本文抜粋 ▸
»»
「医学のあゆみ」の研究倫理特集(丸、井上)

2013/09/20

雑誌「医学のあゆみ」で「臨床研究と倫理」という特集が組まれました(国立循環器病研究センター・松井健志氏の企画、詳しくはこちら)。本教室の丸、井上が、それぞれ「臨床研究におけるインフォームドコンセントと”治療との誤解”」「ヒト試料の取扱いと研究倫理」という単元を担当しています。

「インフォームドコンセント」(丸)の単元では、「研究目的での侵襲」に関するインフォームドコンセントが果たす役割と注意点を紹介しました。被験者からの同意の取得は、研究倫理における基本的な要件ですが、単に同意を得たという事実や被験者が同意したとおりに研究を展開するというだけでは、被験者保護として十分ではありません。研究による侵襲が正当化されるためには、研究に伴う危険やリスクに照らして、科学性・倫理性を担保するための倫理委員会における評価の充足や被験者との必要なコミュニケーションのあり方を考える必要があります。また、研究の趣旨とは異なる被験者の期待やニーズが、患者・医師関係の中で「治療との誤解」を形成し、結果的に被験者の自律的判断を歪める危険性もあります。狭義の「同意取得」のみならず、被験者が研究参加によってもたらされる(もたらしうる)利益の性格や危険性について理解できているか、研究者は注意する必要があるでしょう。
««
データ ▸
»»
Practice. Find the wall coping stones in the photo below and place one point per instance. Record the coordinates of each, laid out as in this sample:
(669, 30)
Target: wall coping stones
««
課題 ▸ 研究倫理特集の記事の「雑誌「医学のあゆみ」で「臨床」から「注意する必要があるでしょう。」までを両端を含めて書き写し、その際「倫理委員会」を「審査委員会」に書き換えてください。

回答 ▸
雑誌「医学のあゆみ」で「臨床研究と倫理」という特集が組まれました(国立循環器病研究センター・松井健志氏の企画、詳しくはこちら)。本教室の丸、井上が、それぞれ「臨床研究におけるインフォームドコンセントと”治療との誤解”」「ヒト試料の取扱いと研究倫理」という単元を担当しています。

「インフォームドコンセント」(丸)の単元では、「研究目的での侵襲」に関するインフォームドコンセントが果たす役割と注意点を紹介しました。被験者からの同意の取得は、研究倫理における基本的な要件ですが、単に同意を得たという事実や被験者が同意したとおりに研究を展開するというだけでは、被験者保護として十分ではありません。研究による侵襲が正当化されるためには、研究に伴う危険やリスクに照らして、科学性・倫理性を担保するための審査委員会における評価の充足や被験者との必要なコミュニケーションのあり方を考える必要があります。また、研究の趣旨とは異なる被験者の期待やニーズが、患者・医師関係の中で「治療との誤解」を形成し、結果的に被験者の自律的判断を歪める危険性もあります。狭義の「同意取得」のみならず、被験者が研究参加によってもたらされる(もたらしうる)利益の性格や危険性について理解できているか、研究者は注意する必要があるでしょう。